What to produce
Retype the blog post about Joey below word for word, keeping every spelling and punctuation mark as it appears.

Extracted text
June 27, 2005

Joey

i know this guy...whom i shall not name...ogay i might as well name him joey for reference

joey after the friends character played my matt le blanc...cause in a lot of ways he reminds me of joey...my friend that is!!!

I've known him for over 10 years now...though we've never been in the same plce for too long...but somehow managed to stay in touch...ahem if you know what i mean....I'm very much straight...but its just that whenever i talk to him all the lust just takes over...

Now now before any of you jump to any of those perverse conclusions let me make it completely that both of us are two completely heterosexual guys in desperate need to get laid atleast once before we die...(thats with genuine women)..but whenever we talk, sanity is like when madonna sang "like a virgin" ...touched for the very first time...in other words a big farce!!!

...n in those moments of dementia he has proposed his undying love for me by asking me to bend over innumerable times...

our chats bout dames were some sort of a pinching contest..cause there was so much in common(the pinching contest is because of the same pinch funda....) in terms fo the ways n the dialogues women have used on us to TURN US DOWN...

we also share the same opinion bout women...UNATTAINABLE

i met joey recently n we both were updating each other on our action packed lives(read zero action) and it actually spooked both of us...we both wondered if we had pursued the same women....or if they were related or knew each other or u know...the works...

though he once was going around with some chick...n they broke up n got back only 7 times..i dunno, i think he was going for some james bond number or something...kids i tell u...well even i got back a with the same babe...just a couple of times...or was it more...well it was definitely less than 7 times...oh man...phew...nice save...

though over the years we've learnt our lesson...that we won't get laid as much as we'd like...ok in my case thats probably never...

he's started seeing someone lately n betrayed everything that i stood for....not too sure...but since i'm very much single n the chances of that changing seem overly bleak....so anyone who's not single...is not conforming to the rules my exclusive posse comitatus of the engg n the restless!!!!

Supplied information

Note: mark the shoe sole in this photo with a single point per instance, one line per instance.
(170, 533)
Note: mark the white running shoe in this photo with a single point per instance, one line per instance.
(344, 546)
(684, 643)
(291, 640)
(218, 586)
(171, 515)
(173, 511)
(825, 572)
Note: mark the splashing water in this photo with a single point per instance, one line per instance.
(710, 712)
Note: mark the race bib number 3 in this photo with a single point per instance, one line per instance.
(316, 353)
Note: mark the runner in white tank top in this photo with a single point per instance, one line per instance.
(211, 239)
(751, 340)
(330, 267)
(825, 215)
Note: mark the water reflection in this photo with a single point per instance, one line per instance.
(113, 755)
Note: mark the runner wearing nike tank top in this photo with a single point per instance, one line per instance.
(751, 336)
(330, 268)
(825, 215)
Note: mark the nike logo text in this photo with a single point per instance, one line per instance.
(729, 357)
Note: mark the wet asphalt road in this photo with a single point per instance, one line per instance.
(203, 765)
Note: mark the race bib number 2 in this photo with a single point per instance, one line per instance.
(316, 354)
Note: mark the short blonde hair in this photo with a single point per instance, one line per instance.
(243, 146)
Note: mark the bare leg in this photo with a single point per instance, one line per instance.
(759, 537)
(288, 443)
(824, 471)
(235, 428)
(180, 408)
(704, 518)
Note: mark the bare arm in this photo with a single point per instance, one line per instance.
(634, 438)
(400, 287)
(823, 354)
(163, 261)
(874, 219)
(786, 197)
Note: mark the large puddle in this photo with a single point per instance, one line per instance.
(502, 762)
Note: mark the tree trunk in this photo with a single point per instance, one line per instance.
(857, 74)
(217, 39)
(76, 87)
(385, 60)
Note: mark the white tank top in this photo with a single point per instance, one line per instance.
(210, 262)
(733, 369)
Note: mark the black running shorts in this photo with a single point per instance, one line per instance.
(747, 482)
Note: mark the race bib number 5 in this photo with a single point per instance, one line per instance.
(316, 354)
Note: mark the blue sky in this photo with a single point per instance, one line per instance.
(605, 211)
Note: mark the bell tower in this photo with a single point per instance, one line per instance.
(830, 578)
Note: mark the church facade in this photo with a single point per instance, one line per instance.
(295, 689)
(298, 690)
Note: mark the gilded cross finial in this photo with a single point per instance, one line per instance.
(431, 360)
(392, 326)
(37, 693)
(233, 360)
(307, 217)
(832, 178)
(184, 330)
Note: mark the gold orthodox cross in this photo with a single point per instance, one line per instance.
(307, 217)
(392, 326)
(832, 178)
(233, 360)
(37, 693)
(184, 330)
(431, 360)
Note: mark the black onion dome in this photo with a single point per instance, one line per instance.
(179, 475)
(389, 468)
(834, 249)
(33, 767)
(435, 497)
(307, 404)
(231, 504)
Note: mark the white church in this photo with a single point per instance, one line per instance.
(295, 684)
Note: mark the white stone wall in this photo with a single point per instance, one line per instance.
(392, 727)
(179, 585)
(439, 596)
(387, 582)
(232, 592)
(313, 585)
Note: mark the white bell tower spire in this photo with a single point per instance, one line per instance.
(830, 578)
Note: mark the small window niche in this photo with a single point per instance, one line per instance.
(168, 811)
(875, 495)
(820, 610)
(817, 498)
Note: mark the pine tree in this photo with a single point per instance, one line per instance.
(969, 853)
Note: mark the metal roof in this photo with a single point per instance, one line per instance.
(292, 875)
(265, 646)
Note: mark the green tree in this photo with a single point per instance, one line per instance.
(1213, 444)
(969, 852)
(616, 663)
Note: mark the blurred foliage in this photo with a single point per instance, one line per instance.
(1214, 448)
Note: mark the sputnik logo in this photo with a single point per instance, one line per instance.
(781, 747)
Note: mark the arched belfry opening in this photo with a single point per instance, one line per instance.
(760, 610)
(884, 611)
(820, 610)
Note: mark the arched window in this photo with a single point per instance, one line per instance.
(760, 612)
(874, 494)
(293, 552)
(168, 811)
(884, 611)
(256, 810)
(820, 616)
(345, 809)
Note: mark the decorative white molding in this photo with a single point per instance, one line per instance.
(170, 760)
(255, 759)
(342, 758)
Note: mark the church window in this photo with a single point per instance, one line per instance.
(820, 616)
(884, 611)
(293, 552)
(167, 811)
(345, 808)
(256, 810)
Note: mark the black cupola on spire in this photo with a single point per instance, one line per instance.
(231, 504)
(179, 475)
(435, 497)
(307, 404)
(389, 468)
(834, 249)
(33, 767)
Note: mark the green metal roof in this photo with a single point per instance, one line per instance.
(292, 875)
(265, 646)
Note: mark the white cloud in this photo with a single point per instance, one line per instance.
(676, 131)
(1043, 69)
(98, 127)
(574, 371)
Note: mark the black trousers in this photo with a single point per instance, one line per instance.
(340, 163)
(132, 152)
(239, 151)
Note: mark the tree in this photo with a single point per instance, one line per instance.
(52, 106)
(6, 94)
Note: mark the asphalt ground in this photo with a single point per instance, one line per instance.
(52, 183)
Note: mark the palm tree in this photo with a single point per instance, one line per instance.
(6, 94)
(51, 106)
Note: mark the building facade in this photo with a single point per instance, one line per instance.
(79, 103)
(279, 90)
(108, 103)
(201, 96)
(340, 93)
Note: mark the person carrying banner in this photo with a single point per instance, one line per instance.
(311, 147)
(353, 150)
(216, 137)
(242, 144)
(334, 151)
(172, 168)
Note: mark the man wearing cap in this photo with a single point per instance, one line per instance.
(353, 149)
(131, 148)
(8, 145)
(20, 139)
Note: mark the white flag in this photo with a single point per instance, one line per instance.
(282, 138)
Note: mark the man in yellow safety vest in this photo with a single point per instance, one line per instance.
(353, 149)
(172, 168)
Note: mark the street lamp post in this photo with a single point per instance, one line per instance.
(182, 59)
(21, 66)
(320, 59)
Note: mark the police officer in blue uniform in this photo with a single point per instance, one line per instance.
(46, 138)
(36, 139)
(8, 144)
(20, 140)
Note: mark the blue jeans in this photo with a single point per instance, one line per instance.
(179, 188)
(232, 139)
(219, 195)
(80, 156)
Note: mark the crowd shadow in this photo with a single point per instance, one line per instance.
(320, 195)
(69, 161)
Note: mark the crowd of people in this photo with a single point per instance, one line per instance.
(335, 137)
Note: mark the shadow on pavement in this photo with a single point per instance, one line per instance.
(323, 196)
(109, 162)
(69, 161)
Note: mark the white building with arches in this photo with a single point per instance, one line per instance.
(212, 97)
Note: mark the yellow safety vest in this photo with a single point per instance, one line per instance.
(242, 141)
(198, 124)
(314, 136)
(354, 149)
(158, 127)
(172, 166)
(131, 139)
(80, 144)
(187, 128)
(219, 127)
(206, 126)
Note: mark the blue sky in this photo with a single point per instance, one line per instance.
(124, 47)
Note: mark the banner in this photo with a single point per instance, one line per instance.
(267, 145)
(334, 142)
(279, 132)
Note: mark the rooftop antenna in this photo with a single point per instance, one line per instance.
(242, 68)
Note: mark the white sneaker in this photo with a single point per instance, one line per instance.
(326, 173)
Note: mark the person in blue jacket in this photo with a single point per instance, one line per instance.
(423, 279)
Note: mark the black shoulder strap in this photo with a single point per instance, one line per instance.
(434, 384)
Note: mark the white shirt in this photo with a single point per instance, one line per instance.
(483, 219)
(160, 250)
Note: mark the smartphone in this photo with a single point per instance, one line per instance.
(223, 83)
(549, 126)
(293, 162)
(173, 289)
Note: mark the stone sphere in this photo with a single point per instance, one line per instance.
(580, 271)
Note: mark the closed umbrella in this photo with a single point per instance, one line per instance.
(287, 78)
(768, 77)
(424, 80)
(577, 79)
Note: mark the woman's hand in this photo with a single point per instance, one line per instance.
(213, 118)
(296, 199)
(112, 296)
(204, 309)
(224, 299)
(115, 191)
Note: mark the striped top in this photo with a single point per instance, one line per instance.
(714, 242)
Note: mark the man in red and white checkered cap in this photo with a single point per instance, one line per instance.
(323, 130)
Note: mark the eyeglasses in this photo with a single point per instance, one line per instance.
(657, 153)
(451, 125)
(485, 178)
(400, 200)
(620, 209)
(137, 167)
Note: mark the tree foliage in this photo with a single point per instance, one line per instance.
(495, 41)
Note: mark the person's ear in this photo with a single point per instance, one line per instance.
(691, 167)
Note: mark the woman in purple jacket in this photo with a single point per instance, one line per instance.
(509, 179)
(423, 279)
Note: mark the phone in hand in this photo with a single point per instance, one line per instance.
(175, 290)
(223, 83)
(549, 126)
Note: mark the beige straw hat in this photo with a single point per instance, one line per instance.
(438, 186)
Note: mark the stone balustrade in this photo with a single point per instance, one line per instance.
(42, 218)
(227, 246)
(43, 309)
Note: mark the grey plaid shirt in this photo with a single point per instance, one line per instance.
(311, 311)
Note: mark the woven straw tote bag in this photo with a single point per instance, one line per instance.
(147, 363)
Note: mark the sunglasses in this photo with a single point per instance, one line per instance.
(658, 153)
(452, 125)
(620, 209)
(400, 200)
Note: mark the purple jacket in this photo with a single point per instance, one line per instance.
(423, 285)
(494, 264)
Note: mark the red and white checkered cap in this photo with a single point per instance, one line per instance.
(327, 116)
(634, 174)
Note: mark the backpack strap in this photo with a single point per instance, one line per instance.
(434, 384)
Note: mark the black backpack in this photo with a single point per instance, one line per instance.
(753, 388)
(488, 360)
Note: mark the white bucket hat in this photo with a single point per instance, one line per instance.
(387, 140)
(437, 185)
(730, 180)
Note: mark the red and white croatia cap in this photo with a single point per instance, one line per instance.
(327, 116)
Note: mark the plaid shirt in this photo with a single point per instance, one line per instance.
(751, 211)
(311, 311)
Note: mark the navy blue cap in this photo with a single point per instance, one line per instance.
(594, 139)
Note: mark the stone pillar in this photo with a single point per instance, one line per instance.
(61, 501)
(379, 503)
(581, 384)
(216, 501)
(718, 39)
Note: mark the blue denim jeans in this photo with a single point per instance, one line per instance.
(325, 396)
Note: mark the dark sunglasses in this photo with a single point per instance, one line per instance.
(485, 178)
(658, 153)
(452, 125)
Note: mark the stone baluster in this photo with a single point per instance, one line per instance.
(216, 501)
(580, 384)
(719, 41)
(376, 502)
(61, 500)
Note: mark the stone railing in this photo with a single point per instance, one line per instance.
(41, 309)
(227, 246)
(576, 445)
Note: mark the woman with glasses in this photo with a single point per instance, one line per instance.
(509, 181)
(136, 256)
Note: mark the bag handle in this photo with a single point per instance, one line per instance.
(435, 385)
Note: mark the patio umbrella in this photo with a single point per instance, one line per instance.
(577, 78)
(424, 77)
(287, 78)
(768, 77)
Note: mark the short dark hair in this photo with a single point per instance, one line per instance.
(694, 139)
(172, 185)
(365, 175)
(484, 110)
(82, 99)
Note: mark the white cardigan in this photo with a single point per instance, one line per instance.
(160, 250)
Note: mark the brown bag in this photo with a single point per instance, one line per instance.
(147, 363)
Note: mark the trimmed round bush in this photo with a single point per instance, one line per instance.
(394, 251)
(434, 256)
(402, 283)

Full solution
June 27, 2005

Joey

i know this guy...whom i shall not name...ogay i might as well name him joey for reference

joey after the friends character played my matt le blanc...cause in a lot of ways he reminds me of joey...my friend that is!!!

I've known him for over 10 years now...though we've never been in the same plce for too long...but somehow managed to stay in touch...ahem if you know what i mean....I'm very much straight...but its just that whenever i talk to him all the lust just takes over...

Now now before any of you jump to any of those perverse conclusions let me make it completely that both of us are two completely heterosexual guys in desperate need to get laid atleast once before we die...(thats with genuine women)..but whenever we talk, sanity is like when madonna sang "like a virgin" ...touched for the very first time...in other words a big farce!!!

...n in those moments of dementia he has proposed his undying love for me by asking me to bend over innumerable times...

our chats bout dames were some sort of a pinching contest..cause there was so much in common(the pinching contest is because of the same pinch funda....) in terms fo the ways n the dialogues women have used on us to TURN US DOWN...

we also share the same opinion bout women...UNATTAINABLE

i met joey recently n we both were updating each other on our action packed lives(read zero action) and it actually spooked both of us...we both wondered if we had pursued the same women....or if they were related or knew each other or u know...the works...

though he once was going around with some chick...n they broke up n got back only 7 times..i dunno, i think he was going for some james bond number or something...kids i tell u...well even i got back a with the same babe...just a couple of times...or was it more...well it was definitely less than 7 times...oh man...phew...nice save...

though over the years we've learnt our lesson...that we won't get laid as much as we'd like...ok in my case thats probably never...

he's started seeing someone lately n betrayed everything that i stood for....not too sure...but since i'm very much single n the chances of that changing seem overly bleak....so anyone who's not single...is not conforming to the rules my exclusive posse comitatus of the engg n the restless!!!!